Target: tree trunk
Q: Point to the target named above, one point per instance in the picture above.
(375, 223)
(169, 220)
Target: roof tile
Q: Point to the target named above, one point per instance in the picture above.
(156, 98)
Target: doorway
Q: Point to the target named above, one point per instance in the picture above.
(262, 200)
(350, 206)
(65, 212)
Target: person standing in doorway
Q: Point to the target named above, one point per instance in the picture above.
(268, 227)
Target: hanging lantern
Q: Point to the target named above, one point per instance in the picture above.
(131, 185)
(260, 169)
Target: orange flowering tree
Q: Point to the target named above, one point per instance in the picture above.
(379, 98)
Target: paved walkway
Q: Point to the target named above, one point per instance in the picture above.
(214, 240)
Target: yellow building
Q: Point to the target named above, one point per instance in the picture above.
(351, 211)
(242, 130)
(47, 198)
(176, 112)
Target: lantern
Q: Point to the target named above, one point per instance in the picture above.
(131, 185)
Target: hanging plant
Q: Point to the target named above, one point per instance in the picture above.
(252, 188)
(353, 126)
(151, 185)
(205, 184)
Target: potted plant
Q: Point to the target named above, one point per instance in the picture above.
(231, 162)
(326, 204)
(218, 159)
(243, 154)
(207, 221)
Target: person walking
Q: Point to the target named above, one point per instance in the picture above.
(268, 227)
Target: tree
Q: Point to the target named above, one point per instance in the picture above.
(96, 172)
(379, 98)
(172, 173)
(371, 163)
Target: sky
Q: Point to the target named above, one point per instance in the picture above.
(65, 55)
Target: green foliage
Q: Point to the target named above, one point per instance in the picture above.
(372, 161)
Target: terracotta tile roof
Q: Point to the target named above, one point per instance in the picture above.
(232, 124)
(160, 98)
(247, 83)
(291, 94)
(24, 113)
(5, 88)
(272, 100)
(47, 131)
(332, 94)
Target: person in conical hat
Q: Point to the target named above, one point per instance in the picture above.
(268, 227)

### Work order
Return exactly the lines above from the line that has "Target: potted plant" through the line that has "Target: person in conical hat", inclusive, and nothing else.

### Finished task
Target: potted plant
Q: Point to the target named above, one point per instance in the picture above.
(231, 162)
(326, 204)
(218, 159)
(243, 154)
(207, 221)
Target: person walking
Q: Point to the target named above, one point per instance in the picture above.
(268, 227)
Target: tree
Q: Point to the target named above, one point per instance in the picture above.
(96, 172)
(379, 98)
(172, 173)
(371, 163)
Target: sky
Q: Point to the target named above, one point per instance in the picture above.
(65, 55)
Target: green foliage
Q: Point to the target named above, one point per instance in the picture above.
(372, 161)
Target: terracotta tile roof
Q: Point to the target named above, one point per instance in the picture above.
(232, 124)
(160, 98)
(247, 83)
(291, 94)
(24, 113)
(5, 88)
(272, 100)
(47, 131)
(332, 94)
Target: person in conical hat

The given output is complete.